(Saved entries)
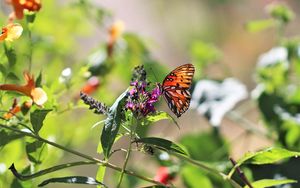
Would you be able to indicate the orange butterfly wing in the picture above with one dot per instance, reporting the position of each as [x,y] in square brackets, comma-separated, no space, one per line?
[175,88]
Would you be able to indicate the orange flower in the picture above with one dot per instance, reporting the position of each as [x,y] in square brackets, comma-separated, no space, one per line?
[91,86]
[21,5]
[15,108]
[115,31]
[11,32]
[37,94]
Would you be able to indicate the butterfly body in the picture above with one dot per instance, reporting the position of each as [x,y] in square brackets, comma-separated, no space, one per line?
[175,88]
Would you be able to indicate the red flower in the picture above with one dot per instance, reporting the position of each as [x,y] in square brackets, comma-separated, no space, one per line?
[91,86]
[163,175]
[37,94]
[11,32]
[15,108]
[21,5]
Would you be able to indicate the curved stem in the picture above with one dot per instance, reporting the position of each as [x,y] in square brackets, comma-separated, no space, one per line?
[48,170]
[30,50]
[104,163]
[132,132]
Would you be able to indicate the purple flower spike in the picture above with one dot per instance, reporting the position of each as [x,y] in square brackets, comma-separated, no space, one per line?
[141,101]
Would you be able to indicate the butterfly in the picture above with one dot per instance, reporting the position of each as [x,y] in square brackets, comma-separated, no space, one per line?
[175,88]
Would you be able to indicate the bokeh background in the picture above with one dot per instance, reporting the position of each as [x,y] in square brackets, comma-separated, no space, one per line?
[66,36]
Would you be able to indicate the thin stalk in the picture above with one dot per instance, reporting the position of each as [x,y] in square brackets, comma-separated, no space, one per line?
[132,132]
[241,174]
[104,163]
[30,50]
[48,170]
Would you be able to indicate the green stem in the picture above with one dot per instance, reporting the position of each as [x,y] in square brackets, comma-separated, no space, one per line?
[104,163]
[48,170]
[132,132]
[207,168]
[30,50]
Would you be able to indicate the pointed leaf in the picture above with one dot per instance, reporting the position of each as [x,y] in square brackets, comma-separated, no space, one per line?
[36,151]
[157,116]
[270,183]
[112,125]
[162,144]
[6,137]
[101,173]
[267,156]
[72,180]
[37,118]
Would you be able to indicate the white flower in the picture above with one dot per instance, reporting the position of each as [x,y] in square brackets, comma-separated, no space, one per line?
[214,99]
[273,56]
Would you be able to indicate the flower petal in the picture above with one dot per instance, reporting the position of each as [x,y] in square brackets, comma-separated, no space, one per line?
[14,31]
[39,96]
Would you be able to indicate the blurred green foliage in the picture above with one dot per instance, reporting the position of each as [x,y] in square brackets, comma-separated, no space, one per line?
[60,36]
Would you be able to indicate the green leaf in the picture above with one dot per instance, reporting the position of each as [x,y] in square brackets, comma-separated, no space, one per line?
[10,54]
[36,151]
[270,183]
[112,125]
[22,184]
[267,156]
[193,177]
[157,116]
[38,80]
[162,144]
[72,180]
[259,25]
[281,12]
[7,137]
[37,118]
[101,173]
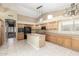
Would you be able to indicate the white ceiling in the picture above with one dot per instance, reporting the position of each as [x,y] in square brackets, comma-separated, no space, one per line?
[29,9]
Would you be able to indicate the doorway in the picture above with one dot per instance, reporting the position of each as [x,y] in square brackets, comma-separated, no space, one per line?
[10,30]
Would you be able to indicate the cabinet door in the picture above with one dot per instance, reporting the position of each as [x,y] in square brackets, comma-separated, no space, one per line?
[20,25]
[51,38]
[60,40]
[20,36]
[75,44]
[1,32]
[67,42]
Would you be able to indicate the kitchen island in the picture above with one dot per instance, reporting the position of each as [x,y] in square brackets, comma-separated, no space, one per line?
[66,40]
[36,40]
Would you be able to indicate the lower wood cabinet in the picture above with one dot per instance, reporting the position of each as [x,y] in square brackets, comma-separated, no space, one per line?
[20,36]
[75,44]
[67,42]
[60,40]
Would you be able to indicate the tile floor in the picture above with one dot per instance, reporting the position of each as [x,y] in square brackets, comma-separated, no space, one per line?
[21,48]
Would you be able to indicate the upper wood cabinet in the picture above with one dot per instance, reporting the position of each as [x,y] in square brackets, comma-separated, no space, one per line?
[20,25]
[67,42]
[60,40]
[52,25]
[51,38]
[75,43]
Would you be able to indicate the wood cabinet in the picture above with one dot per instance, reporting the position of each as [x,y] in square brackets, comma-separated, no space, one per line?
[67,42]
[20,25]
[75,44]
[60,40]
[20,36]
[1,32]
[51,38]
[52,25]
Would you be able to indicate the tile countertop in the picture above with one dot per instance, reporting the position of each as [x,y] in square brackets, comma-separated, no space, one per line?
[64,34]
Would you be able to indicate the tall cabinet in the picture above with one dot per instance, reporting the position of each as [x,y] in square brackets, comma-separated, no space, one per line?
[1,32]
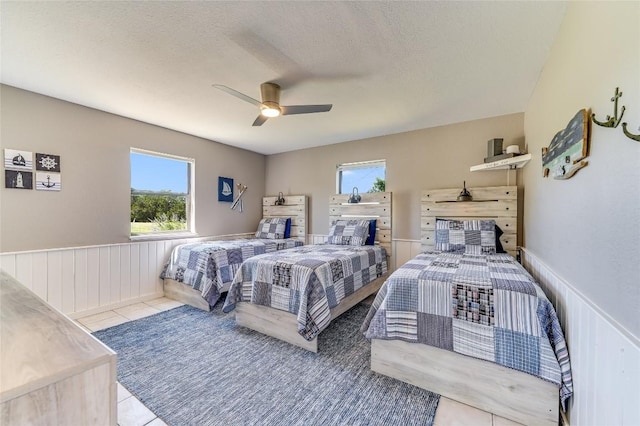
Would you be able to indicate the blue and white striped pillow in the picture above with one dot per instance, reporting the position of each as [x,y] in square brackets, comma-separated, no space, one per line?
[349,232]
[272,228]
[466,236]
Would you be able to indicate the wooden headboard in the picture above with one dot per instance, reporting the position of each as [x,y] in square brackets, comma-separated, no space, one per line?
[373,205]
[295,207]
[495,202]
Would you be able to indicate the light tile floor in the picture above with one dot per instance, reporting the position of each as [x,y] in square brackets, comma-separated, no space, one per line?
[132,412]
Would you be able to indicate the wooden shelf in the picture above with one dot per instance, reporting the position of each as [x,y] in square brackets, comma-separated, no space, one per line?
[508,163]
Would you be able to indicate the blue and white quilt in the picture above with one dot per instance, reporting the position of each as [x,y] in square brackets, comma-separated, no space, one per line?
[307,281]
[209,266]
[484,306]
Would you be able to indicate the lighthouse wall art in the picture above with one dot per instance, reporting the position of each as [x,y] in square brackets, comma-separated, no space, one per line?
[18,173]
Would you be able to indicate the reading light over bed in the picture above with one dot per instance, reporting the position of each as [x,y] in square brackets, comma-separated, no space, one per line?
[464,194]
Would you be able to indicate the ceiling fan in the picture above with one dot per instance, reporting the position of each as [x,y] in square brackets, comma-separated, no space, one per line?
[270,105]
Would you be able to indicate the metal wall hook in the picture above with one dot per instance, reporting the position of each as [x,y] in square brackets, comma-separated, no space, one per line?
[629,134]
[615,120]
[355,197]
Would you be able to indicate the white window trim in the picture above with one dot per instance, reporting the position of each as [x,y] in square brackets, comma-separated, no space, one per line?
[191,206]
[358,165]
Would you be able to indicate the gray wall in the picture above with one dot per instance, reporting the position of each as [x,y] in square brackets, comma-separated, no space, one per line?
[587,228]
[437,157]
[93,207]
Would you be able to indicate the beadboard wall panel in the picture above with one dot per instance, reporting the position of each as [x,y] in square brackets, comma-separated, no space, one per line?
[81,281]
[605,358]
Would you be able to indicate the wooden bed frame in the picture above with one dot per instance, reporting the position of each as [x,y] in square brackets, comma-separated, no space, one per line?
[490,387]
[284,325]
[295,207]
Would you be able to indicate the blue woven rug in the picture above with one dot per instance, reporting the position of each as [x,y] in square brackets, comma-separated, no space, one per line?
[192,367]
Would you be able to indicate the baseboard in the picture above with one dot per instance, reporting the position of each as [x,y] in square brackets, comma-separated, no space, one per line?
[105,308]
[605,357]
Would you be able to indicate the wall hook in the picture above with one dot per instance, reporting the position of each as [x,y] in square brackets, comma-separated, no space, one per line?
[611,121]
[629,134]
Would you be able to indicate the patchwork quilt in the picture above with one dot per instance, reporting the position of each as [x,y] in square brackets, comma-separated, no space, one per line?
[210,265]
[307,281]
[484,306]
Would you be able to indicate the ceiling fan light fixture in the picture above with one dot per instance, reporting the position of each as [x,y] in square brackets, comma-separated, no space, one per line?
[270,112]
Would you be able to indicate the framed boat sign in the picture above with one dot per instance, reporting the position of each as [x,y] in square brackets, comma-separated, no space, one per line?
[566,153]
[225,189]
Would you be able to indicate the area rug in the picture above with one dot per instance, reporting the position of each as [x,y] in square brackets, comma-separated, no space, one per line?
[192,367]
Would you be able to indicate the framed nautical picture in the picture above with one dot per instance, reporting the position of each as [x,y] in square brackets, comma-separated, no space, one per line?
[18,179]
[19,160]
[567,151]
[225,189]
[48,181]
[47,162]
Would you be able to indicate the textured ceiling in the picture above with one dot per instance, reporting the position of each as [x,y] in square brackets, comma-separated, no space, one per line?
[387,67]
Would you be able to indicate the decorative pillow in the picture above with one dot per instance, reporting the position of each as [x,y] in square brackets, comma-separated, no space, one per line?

Task statement :: Up to and including the last line above, starting with the line that contains "Would you be able to indicate the ceiling fan light", return each line exactly and nothing else.

Problem solution ::
Would you be able to indicate the ceiling fan light fixture in the picture above with one dot per instance, reporting the position of each as [x,y] in square brackets, comma-separated, no space, one per line?
[270,112]
Would you be able to indicate the framed boat sign in the picture above with one dot per instance, reporting the position of each as [x,y] in square brackets, comma-separated, no space, one per line?
[566,153]
[225,189]
Would you be able to indicate the area rug in the picture above with one dot per instance, reporting the position of each as [x,y] in square brackets, comma-separated, no space, one per line?
[192,367]
Would you be able to indicate the framed nautical picture in the picture above with one dot per instance, reporting the position of each as [x,y] in square brackets, comma-separated, no space, one per line?
[18,179]
[19,160]
[567,151]
[225,189]
[48,181]
[47,162]
Would you be able to indicate the textured ceiling in the picture above with one dot per instance, reporting the position of each as [x,y] in square brackets, comma-separated, no space, one per line?
[387,67]
Would you be able to indicate the decorative pillow in the picture above with one dot per instance, reporting the position of each as [x,y] in square brackets, comma-separated, no space, one per line?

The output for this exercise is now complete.